Down to the last line, the material below should be reproduced exactly.

** Input follows **

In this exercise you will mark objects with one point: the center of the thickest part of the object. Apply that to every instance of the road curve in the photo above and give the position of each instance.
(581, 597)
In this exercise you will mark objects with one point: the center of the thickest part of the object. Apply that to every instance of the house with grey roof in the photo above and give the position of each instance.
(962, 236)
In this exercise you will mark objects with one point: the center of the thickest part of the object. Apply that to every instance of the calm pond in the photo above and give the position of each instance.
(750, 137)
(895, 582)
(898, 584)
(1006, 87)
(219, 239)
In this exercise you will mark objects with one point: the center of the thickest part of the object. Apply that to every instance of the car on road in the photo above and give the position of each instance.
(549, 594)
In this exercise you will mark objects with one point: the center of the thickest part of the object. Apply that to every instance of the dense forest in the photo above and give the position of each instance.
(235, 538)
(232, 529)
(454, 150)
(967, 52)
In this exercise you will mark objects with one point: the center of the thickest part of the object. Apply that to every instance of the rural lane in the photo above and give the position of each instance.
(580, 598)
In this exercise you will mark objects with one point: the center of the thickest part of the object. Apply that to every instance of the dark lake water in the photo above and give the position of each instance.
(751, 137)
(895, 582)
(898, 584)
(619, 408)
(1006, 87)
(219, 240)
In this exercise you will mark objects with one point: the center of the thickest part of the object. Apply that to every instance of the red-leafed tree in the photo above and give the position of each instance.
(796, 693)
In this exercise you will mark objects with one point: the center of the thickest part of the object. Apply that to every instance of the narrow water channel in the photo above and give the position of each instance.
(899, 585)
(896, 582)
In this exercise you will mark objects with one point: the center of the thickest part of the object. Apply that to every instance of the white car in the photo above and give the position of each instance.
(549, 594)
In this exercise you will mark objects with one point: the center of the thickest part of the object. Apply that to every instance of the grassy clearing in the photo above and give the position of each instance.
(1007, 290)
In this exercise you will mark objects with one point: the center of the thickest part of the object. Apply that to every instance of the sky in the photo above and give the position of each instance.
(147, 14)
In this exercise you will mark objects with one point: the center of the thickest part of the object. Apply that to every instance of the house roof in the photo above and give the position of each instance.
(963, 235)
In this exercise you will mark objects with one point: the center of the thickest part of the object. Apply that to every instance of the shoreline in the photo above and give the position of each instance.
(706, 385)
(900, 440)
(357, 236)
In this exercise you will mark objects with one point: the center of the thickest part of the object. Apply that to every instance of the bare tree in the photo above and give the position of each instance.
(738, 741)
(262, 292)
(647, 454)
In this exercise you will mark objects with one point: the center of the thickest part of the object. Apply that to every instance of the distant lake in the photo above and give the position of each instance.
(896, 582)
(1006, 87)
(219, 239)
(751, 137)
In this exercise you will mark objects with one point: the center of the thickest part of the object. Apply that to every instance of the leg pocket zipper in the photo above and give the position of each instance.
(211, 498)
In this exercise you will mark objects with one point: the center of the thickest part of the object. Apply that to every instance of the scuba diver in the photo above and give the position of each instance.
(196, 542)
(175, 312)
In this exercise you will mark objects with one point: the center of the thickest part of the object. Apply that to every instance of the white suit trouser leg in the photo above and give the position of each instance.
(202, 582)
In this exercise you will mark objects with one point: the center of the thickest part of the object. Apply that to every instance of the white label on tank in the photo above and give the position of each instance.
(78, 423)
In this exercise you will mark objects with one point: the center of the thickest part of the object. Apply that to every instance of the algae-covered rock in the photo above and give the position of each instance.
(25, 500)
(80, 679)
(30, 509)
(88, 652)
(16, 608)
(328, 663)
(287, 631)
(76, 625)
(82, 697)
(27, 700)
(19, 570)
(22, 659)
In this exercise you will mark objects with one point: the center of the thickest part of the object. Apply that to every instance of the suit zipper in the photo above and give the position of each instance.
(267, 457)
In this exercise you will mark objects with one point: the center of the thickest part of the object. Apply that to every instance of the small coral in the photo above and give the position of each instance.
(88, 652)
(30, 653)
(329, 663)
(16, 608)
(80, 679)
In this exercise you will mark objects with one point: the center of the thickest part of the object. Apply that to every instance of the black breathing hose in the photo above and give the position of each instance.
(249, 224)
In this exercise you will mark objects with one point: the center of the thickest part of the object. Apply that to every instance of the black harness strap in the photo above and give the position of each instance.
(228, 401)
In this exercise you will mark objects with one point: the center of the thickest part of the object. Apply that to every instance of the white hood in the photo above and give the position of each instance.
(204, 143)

** End of Input **

## Your solution
In this exercise you will mark objects with one point: the center of the thickest part of the object. Apply that to every instance of the road curve in the photo above and give the position of each instance.
(581, 597)
In this exercise you will mark objects with one point: the center of the thickest part of the object. Apply that to every instance of the house with grey roof in the photo above and give the position of each instance.
(962, 236)
In this exercise you will mark objects with one point: the center of the thickest part of the object. Apply that to every instance of the calm pond in the photo above and give the position of each instance.
(750, 137)
(895, 582)
(898, 584)
(1006, 87)
(219, 239)
In this exercise you will mark objects with one point: the center of the thickest part of the object. Apply that to every instance of the car on road in the photo above and give the position of each instance.
(549, 594)
In this exercise you will mark objects with one point: the center of the thickest part of the object. Apply that to every instance of the dense forest in the photo above and give the position of each instance.
(235, 538)
(232, 529)
(454, 150)
(967, 52)
In this exercise you will mark objects with one point: the center of the thickest part of the object. Apply that to every instance of the rural lane in the photo above and give the position of each instance.
(580, 598)
In this exercise you will mark objects with one point: the center of the thickest part of the object. Apply that to every instance of the dark lake water in the photo above and give the position of each instance.
(751, 137)
(895, 582)
(898, 584)
(619, 408)
(1006, 87)
(219, 240)
In this exercise you will mark objects with one point: the center of the thickest part of the object. Apply that to every instance of the red-leafed tree in the photo above and give the position of each instance.
(796, 693)
In this exercise you will mark objects with one point: the center of the thickest part of the object. Apply that to every instance of the narrow water channel in the photo above and give the position of each instance.
(899, 585)
(896, 582)
In this exercise you will mark objects with one point: the center of the thickest part of the object. Apply that to every instance of the white car in the photo above and give the position of each instance.
(549, 594)
In this exercise you will mark objects with one point: the center of the thickest part of the object. Apply that to every instance of the grassy clearing in the photo above and give the position of each instance.
(1007, 290)
In this exercise you will mark objects with one point: the center of the thickest part of the object. Apply that to every instance of the sky in the photo above and give the position of each instance.
(147, 14)
In this exercise you will mark objects with one point: the center of the thickest part of the object. Apply that to every instance of the house roof in the photo above and give the position of each instance.
(963, 235)
In this exercise you will mark objects with one point: the center of the thickest part of the object. Apply that to every instance of the shoreline in the photo above and give the position of each instance.
(706, 385)
(900, 440)
(357, 236)
In this exercise you will mark objects with one point: the center of the thickest part of the object. Apply that to every instance of the bare tree in the photo above and give the position of each instance.
(738, 741)
(262, 292)
(647, 454)
In this exercise you will mark objects with one point: the center of the thickest part of the object. Apply that to every instance of the distant lake in the photo above and give the position of each instance.
(896, 582)
(1006, 87)
(219, 239)
(751, 137)
In this exercise you will mark objects with one point: the center of the thickest part of the object. Apply that to every instance of the leg pocket zipper in the photo above and give the position of each instance.
(211, 498)
In this exercise you will mark objects with one point: the center of the thickest part of the object. Apply that to every instance of the scuba diver in the photo above and give the position of each instance.
(196, 542)
(175, 312)
In this exercise you will mark objects with one point: the center of the thickest part of the object. Apply that to every instance of the white suit trouser leg in the photo above and give the position of each instance.
(202, 582)
In this exercise you will mark objects with one point: the center of the thickest part of the object. Apply that to every instance of the white label on tank in the photo above and give the position of each instance.
(78, 423)
In this exercise you will mark objects with one point: the center of the thickest part of the object. Apply that to every instance of the algae-covered rock in the photo above and give the position of each instance.
(25, 500)
(80, 679)
(30, 509)
(88, 652)
(16, 608)
(328, 663)
(287, 631)
(76, 625)
(82, 697)
(27, 700)
(19, 570)
(22, 659)
In this exercise you will mark objects with one point: the center of the thickest part of the object. Apply that to every instance of the suit zipper in the photo above and give the position of each instance.
(267, 457)
In this exercise you will mark objects with one point: the center of the thickest part of the object. Apply that to every instance of the small coral in the photo above and give the position of each instance.
(88, 652)
(30, 653)
(329, 663)
(16, 608)
(80, 679)
In this exercise you will mark objects with one point: the center of the thickest part of the object. Apply that to every instance of the black breathing hose in the photo above and give the position of each instance.
(249, 224)
In this exercise you will mark objects with one point: the center of the thickest part of the object. Apply that to every instance of the black harness strap in the photo above and give the position of each instance.
(228, 401)
In this exercise you will mark objects with one point: the center of the thickest part of the object. Apply that to every instance of the white hood in the photo above and give the position of each instance.
(204, 143)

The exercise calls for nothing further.